*** INFORMATION GIVEN Section Begins ***
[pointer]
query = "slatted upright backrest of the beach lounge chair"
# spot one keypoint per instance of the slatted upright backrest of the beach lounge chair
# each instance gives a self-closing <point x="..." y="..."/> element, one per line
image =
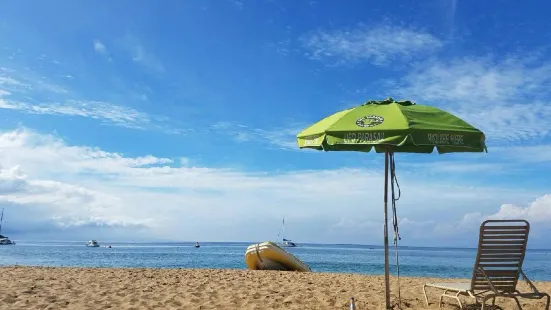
<point x="501" y="249"/>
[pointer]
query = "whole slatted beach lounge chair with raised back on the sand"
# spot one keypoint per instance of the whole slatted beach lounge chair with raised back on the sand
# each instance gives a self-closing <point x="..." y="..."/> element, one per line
<point x="498" y="266"/>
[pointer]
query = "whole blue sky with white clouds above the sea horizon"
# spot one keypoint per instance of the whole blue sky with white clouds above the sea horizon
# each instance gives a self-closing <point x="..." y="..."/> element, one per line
<point x="176" y="121"/>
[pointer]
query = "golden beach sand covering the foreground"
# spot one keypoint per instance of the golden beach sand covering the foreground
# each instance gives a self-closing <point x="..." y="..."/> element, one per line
<point x="105" y="288"/>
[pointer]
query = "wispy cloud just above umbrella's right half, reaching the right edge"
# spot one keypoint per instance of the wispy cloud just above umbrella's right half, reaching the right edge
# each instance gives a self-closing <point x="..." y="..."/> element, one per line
<point x="479" y="81"/>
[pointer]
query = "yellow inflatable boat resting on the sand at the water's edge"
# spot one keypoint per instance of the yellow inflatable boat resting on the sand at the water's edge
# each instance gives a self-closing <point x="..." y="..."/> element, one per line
<point x="270" y="256"/>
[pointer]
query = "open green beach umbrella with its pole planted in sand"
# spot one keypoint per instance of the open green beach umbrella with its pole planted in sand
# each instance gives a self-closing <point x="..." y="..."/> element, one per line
<point x="391" y="126"/>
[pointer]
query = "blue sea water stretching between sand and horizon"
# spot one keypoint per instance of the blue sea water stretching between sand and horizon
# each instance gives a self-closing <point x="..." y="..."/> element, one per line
<point x="414" y="261"/>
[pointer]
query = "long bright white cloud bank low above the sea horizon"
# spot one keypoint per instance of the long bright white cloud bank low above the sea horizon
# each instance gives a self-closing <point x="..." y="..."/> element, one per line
<point x="79" y="185"/>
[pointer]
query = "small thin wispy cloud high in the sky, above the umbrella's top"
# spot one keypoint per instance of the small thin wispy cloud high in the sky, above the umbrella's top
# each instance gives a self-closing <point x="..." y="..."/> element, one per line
<point x="378" y="44"/>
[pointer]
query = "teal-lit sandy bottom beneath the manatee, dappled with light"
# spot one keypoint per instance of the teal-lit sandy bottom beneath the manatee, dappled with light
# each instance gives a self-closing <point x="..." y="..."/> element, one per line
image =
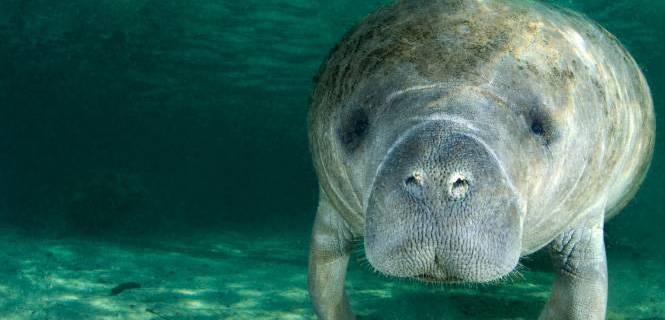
<point x="235" y="276"/>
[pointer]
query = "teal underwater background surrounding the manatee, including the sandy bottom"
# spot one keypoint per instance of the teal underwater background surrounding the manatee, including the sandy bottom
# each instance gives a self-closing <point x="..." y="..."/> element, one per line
<point x="154" y="165"/>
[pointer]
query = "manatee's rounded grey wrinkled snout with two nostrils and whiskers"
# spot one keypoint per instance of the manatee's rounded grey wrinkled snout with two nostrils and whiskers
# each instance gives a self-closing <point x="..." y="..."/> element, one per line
<point x="442" y="209"/>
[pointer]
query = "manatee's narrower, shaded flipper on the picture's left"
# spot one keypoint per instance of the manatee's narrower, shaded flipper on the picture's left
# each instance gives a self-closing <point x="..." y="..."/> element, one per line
<point x="330" y="250"/>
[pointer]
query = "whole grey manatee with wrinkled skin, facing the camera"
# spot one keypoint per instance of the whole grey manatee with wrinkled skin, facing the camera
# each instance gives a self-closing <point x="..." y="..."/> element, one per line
<point x="457" y="136"/>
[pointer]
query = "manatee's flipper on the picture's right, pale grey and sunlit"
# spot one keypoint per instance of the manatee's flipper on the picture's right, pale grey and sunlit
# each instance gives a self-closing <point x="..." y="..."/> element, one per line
<point x="580" y="288"/>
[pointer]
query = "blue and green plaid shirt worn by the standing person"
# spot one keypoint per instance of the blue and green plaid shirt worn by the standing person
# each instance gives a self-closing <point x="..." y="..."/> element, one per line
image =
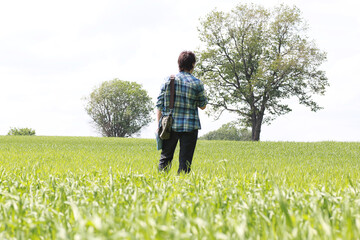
<point x="189" y="95"/>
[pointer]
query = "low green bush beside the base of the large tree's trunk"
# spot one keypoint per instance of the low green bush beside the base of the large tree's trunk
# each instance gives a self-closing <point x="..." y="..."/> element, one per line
<point x="228" y="131"/>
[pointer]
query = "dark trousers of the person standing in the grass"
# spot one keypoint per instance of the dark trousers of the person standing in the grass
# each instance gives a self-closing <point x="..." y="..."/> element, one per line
<point x="187" y="147"/>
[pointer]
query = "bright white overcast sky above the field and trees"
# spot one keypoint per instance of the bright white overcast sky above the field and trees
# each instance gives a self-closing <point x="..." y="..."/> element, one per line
<point x="53" y="53"/>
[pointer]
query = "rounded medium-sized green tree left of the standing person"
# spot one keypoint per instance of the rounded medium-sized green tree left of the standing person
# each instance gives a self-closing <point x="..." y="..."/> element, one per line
<point x="119" y="108"/>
*** INFORMATION GIVEN Section Ends ***
→ WORK ORDER
Send back the listing exactly as it stands. Do not include the pictures.

→ WRITTEN SOLUTION
[pointer]
query = "slatted upright backrest of the beach lounge chair"
# spot one keypoint per instance of the slatted upright backrest of the beach lounge chair
# each instance gives a self-closing <point x="..." y="..."/> element, one per line
image =
<point x="501" y="249"/>
[pointer]
query = "whole slatted beach lounge chair with raised back on the sand"
# spot one keypoint per instance of the whole slatted beach lounge chair with raised back on the sand
# each instance gives a self-closing <point x="..." y="..."/> element, one per line
<point x="498" y="266"/>
[pointer]
query = "whole blue sky with white clouds above the sea horizon"
# spot one keypoint per instance of the whole blue sky with white clouds above the sea horizon
# each instance gives a self-closing <point x="..." y="..."/> element, one per line
<point x="176" y="121"/>
[pointer]
query = "golden beach sand covering the foreground"
# spot one keypoint per instance of the golden beach sand covering the foreground
# each instance gives a self-closing <point x="..." y="..."/> element, one per line
<point x="105" y="288"/>
[pointer]
query = "wispy cloud just above umbrella's right half, reaching the right edge"
# spot one keypoint per instance of the wispy cloud just above umbrella's right half, reaching the right edge
# each instance gives a self-closing <point x="..." y="..."/> element, one per line
<point x="479" y="81"/>
[pointer]
query = "yellow inflatable boat resting on the sand at the water's edge"
# spot one keypoint per instance of the yellow inflatable boat resting on the sand at the water's edge
# each instance gives a self-closing <point x="..." y="..."/> element, one per line
<point x="270" y="256"/>
[pointer]
query = "open green beach umbrella with its pole planted in sand"
# spot one keypoint per instance of the open green beach umbrella with its pole planted in sand
# each instance gives a self-closing <point x="..." y="..."/> element, one per line
<point x="391" y="126"/>
[pointer]
query = "blue sea water stretching between sand and horizon"
# spot one keypoint per instance of the blue sea water stretching between sand and horizon
# each instance gives a self-closing <point x="..." y="..."/> element, one per line
<point x="414" y="261"/>
[pointer]
query = "long bright white cloud bank low above the sea horizon"
# spot one keypoint per instance of the long bright white cloud bank low above the sea horizon
# each instance gives a self-closing <point x="..." y="..."/> element, one per line
<point x="79" y="185"/>
[pointer]
query = "small thin wispy cloud high in the sky, above the umbrella's top"
# spot one keypoint per instance of the small thin wispy cloud high in the sky, above the umbrella's top
# each instance gives a self-closing <point x="..." y="..."/> element, one per line
<point x="378" y="44"/>
[pointer]
query = "teal-lit sandy bottom beneath the manatee, dappled with light"
# spot one keypoint per instance of the teal-lit sandy bottom beneath the manatee, dappled with light
# each instance gives a self-closing <point x="..." y="..."/> element, one per line
image =
<point x="235" y="276"/>
[pointer]
query = "teal underwater background surrounding the manatee, including the sandy bottom"
# spot one keypoint per instance of the teal underwater background surrounding the manatee, including the sandy bottom
# each instance gives a self-closing <point x="..." y="..."/> element, one per line
<point x="154" y="165"/>
[pointer]
query = "manatee's rounded grey wrinkled snout with two nostrils and whiskers"
# spot one keypoint per instance of the manatee's rounded grey wrinkled snout with two nostrils and whiskers
# each instance gives a self-closing <point x="..." y="..."/> element, one per line
<point x="442" y="209"/>
[pointer]
query = "manatee's narrower, shaded flipper on the picture's left"
# spot one keypoint per instance of the manatee's narrower, shaded flipper on the picture's left
# each instance gives a self-closing <point x="..." y="..."/> element, one per line
<point x="330" y="250"/>
[pointer]
query = "whole grey manatee with wrinkled skin, facing the camera"
# spot one keypoint per instance of the whole grey manatee with wrinkled skin, facing the camera
# each instance gives a self-closing <point x="..." y="..."/> element, one per line
<point x="457" y="136"/>
[pointer]
query = "manatee's flipper on the picture's right, pale grey and sunlit"
# spot one keypoint per instance of the manatee's flipper on the picture's right, pale grey and sunlit
# each instance gives a self-closing <point x="..." y="..."/> element, one per line
<point x="580" y="288"/>
[pointer]
query = "blue and green plaid shirt worn by the standing person"
# spot one keypoint per instance of the blue and green plaid shirt worn by the standing person
# each instance gives a self-closing <point x="..." y="..."/> element, one per line
image =
<point x="189" y="95"/>
[pointer]
query = "low green bush beside the base of the large tree's trunk"
# spot one keypoint per instance of the low green bush beside the base of the large tree's trunk
# each instance gives a self-closing <point x="..." y="..."/> element, one per line
<point x="228" y="131"/>
[pointer]
query = "dark trousers of the person standing in the grass"
# spot one keypoint per instance of the dark trousers of the person standing in the grass
# each instance gives a self-closing <point x="..." y="..."/> element, one per line
<point x="187" y="147"/>
[pointer]
query = "bright white overcast sky above the field and trees"
# spot one keypoint per instance of the bright white overcast sky above the field and trees
# each instance gives a self-closing <point x="..." y="..."/> element, one per line
<point x="53" y="53"/>
[pointer]
query = "rounded medium-sized green tree left of the standing person"
# spot one keypoint per instance of the rounded medium-sized green tree left of the standing person
# each instance gives a self-closing <point x="..." y="..."/> element, one per line
<point x="119" y="108"/>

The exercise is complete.